START Exercise input
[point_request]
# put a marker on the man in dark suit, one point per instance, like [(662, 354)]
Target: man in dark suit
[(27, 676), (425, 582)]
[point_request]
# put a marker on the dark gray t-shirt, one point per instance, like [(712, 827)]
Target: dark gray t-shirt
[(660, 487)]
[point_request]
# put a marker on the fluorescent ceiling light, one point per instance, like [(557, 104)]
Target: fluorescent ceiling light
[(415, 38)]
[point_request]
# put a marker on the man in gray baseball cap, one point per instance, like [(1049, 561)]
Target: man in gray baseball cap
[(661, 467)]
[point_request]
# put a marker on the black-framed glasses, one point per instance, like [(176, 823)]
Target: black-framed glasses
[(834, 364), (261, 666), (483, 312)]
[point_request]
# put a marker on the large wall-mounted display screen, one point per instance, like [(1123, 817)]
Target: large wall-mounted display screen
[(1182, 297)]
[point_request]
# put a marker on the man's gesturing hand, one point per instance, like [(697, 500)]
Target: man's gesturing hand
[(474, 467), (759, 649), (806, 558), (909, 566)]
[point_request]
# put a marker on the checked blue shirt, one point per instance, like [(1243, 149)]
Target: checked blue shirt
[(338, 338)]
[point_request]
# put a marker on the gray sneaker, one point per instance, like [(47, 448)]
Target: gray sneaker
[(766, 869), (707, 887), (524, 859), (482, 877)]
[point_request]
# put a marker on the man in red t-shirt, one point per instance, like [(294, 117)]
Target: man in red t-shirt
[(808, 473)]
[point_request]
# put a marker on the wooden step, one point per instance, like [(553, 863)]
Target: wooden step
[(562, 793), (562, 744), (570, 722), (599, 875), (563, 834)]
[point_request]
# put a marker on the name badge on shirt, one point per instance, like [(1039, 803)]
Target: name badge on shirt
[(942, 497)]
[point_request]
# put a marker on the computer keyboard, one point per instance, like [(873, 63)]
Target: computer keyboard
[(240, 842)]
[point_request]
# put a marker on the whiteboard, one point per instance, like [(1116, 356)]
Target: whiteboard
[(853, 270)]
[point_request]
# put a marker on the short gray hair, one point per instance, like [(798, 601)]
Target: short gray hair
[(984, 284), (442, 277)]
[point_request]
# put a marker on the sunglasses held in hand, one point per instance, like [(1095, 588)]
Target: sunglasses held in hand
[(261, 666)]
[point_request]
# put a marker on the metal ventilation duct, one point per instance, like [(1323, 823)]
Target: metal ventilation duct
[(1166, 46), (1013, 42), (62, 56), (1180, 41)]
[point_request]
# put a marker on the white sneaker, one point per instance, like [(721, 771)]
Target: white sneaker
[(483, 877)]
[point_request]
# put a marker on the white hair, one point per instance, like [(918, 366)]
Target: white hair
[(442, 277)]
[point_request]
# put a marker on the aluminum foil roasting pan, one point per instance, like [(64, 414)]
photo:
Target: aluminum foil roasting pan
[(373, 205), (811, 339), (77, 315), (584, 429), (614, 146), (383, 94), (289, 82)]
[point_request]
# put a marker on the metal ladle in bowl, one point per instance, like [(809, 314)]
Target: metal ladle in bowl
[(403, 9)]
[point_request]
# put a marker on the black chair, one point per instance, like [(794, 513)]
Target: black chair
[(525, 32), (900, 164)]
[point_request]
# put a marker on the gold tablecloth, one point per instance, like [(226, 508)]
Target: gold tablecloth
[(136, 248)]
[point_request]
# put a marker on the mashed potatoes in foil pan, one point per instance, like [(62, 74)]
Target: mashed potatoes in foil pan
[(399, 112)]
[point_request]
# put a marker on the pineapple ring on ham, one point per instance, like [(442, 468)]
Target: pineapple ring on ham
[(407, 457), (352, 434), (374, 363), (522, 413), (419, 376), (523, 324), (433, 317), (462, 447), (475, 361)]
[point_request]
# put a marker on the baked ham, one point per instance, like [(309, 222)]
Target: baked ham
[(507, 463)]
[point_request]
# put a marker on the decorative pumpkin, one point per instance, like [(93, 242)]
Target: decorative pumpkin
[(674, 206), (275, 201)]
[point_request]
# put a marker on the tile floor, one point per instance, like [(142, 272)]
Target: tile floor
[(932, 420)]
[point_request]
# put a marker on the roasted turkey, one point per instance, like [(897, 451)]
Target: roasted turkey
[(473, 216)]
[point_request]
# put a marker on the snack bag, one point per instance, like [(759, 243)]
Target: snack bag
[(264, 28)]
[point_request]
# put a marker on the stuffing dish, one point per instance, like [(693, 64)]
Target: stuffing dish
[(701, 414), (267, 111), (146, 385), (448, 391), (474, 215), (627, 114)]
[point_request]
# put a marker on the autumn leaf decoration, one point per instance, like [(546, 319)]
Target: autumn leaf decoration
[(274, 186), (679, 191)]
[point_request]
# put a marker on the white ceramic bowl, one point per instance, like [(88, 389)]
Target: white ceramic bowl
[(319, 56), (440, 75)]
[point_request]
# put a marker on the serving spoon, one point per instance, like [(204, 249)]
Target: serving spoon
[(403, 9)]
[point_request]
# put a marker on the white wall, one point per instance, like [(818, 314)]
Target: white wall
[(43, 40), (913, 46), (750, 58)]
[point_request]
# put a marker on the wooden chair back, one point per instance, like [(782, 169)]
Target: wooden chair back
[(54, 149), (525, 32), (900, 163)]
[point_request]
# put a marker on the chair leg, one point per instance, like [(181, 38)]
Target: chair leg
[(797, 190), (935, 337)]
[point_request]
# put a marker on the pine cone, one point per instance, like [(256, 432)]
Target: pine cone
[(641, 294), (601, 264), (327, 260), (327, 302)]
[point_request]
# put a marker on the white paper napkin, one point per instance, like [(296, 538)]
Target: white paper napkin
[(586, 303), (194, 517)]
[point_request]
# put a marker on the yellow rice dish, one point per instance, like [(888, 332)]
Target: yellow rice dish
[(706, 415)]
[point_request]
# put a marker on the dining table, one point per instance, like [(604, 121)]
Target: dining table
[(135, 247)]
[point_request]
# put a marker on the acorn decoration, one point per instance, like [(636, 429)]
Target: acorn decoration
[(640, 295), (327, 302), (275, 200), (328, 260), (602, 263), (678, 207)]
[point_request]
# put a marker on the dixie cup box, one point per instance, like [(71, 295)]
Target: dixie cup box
END Exercise input
The data must be transcribed in full. Every word stays the same.

[point_request]
# put a marker on the man in dark suit, one point per instance, like [(662, 354)]
Target: man in dark suit
[(27, 676), (425, 582)]
[point_request]
# put a marker on the dark gray t-shirt, one point per instance, like [(712, 827)]
Target: dark gray t-shirt
[(660, 487)]
[point_request]
# put a marker on the fluorescent ceiling light, one point per instance, like [(557, 104)]
Target: fluorescent ceiling light
[(415, 38)]
[point_request]
# put a marker on the man in gray baseball cap, one point per instance, like [(1049, 561)]
Target: man in gray baseball cap
[(661, 467)]
[point_request]
# put a marker on the black-framed glasses, one point per instance, like [(176, 823)]
Target: black-framed glasses
[(834, 364), (261, 666), (483, 312)]
[point_request]
# put a marker on the large wall-mounted display screen, one point per instance, like [(1123, 817)]
Target: large wall-mounted display screen
[(1182, 297)]
[point_request]
# put a marker on the man's gesturing hand, one point per instance, like [(697, 500)]
Target: man's gesturing hand
[(474, 467), (759, 649), (806, 558), (909, 566)]
[point_request]
# put a marker on the checked blue shirt, one point per instance, like [(1243, 149)]
Target: checked blue shirt
[(338, 338)]
[point_request]
# put a marker on the gray sneaker, one point per instance, like [(47, 448)]
Target: gray sneaker
[(766, 869), (707, 887), (524, 859), (482, 877)]
[point_request]
# put a marker on the man in red t-shirt, one point per instance, like [(294, 117)]
Target: man in red t-shirt
[(808, 473)]
[point_request]
# put a marker on the wooden step, one point per instance, like [(553, 863)]
Target: wooden step
[(562, 793), (562, 744), (570, 722), (599, 875), (563, 834)]
[point_request]
# put a marker on the name badge on shirt, one point per instance, like [(1039, 803)]
Target: name badge on shirt
[(942, 497)]
[point_request]
# put a marker on the computer keyboard, one point per instance, like [(873, 63)]
Target: computer keyboard
[(240, 842)]
[point_request]
# put a marker on the whiteboard, one point per instance, like [(1116, 356)]
Target: whiteboard
[(853, 270)]
[point_request]
# put a marker on the short gray hair, one point per instance, like [(798, 601)]
Target: short gray hair
[(984, 284), (442, 277)]
[point_request]
# put a marker on the sunglasses held in hand, one point per instance, like [(1095, 588)]
Target: sunglasses held in hand
[(261, 666)]
[point_request]
# put a marker on the metal ventilation duct, one point per instance, like [(1323, 823)]
Target: metal ventilation duct
[(1166, 46), (1013, 42), (62, 56), (1180, 41)]
[point_request]
# put a marker on the white sneaker, one point per instance, like [(721, 771)]
Target: white sneaker
[(483, 877)]
[point_request]
# put a marker on the white hair, one point per instance, like [(918, 366)]
Target: white hair
[(442, 277)]
[point_request]
# put a marker on the aluminum foil roasting pan, one point per instance, like [(64, 414)]
photo:
Target: aluminum foil roasting pan
[(373, 205), (811, 339), (77, 315), (584, 429), (614, 146), (383, 94), (289, 82)]
[point_request]
# put a marker on the metal ladle in bowl, one point per instance, like [(809, 314)]
Target: metal ladle in bowl
[(403, 9)]
[point_request]
# put a marker on the black chair, one point per instance, like [(794, 513)]
Target: black chair
[(525, 32), (900, 164)]
[point_request]
# put a marker on the gold tablecloth, one point per instance, like [(226, 508)]
Target: gold tablecloth
[(136, 248)]
[point_request]
# put a marker on the mashed potatoes in foil pan, one point per instance, like [(62, 74)]
Target: mashed potatoes in foil pan
[(399, 112)]
[point_request]
# put a marker on the pineapple ring on ham, one point per instance, like [(442, 468)]
Target: pineapple ring on ham
[(407, 457), (352, 434), (374, 363), (522, 413), (419, 376), (523, 324), (433, 317), (462, 447), (475, 361)]
[point_request]
# put a marker on the baked ham, one point per instance, like [(309, 222)]
Target: baked ham
[(507, 463)]
[point_request]
# put a marker on the decorative pumpkin, one point per instance, like [(93, 242)]
Target: decorative pumpkin
[(674, 206), (275, 201)]
[point_request]
# put a marker on the tile floor, one point per instance, like [(142, 272)]
Target: tile floor
[(932, 420)]
[point_request]
# put a marker on the roasted turkey, one point per instance, like [(897, 451)]
Target: roasted turkey
[(473, 216)]
[point_request]
# put a marker on the snack bag, one point per instance, like [(759, 243)]
Target: snack bag
[(264, 28)]
[point_request]
# put a marker on the stuffing dish, one point per instance, like [(693, 64)]
Target: stuffing dish
[(701, 414), (267, 111), (146, 385), (448, 391), (474, 215), (627, 114)]
[point_request]
# put a marker on the autumn leaf decoration, one point per instance, like [(546, 319)]
Target: autumn leaf decoration
[(274, 186), (679, 191)]
[point_request]
# put a marker on the white ceramic bowl, one point per instance, like [(88, 389)]
Target: white ceramic bowl
[(319, 56), (440, 75)]
[point_request]
# put a marker on the serving spoon, one point per instance, like [(204, 249)]
Target: serving spoon
[(403, 9)]
[point_request]
# put a marker on the white wall, one point per instance, like [(818, 314)]
Target: white wall
[(43, 40), (913, 46), (750, 58)]
[point_request]
# put a marker on the wooden chair back, one point per instance, like [(782, 169)]
Target: wooden chair back
[(54, 149), (525, 32), (900, 163)]
[point_request]
# put a marker on the chair leg, one point per instance, like [(181, 38)]
Target: chair leg
[(797, 190), (935, 337)]
[point_request]
# put a marker on the pine cone, one point per instance, like [(256, 432)]
Target: pine cone
[(641, 294), (601, 264), (327, 260), (327, 302)]
[point_request]
# put a marker on the white paper napkin, one point per instance, like [(296, 538)]
Target: white paper napkin
[(586, 303), (194, 517)]
[point_request]
# put a marker on the yellow rice dish, one point per instance, like [(888, 332)]
Target: yellow rice dish
[(706, 415)]
[point_request]
# put a marker on the dining table, one point per instance, like [(604, 121)]
Target: dining table
[(135, 247)]
[point_request]
# put a marker on the acorn decoration, one point per instance, like [(636, 429)]
Target: acorn decoration
[(640, 295), (327, 302), (275, 200), (328, 260), (602, 263), (678, 207)]
[point_request]
# put a marker on the dixie cup box, one point per instance, like [(71, 295)]
Target: dixie cup box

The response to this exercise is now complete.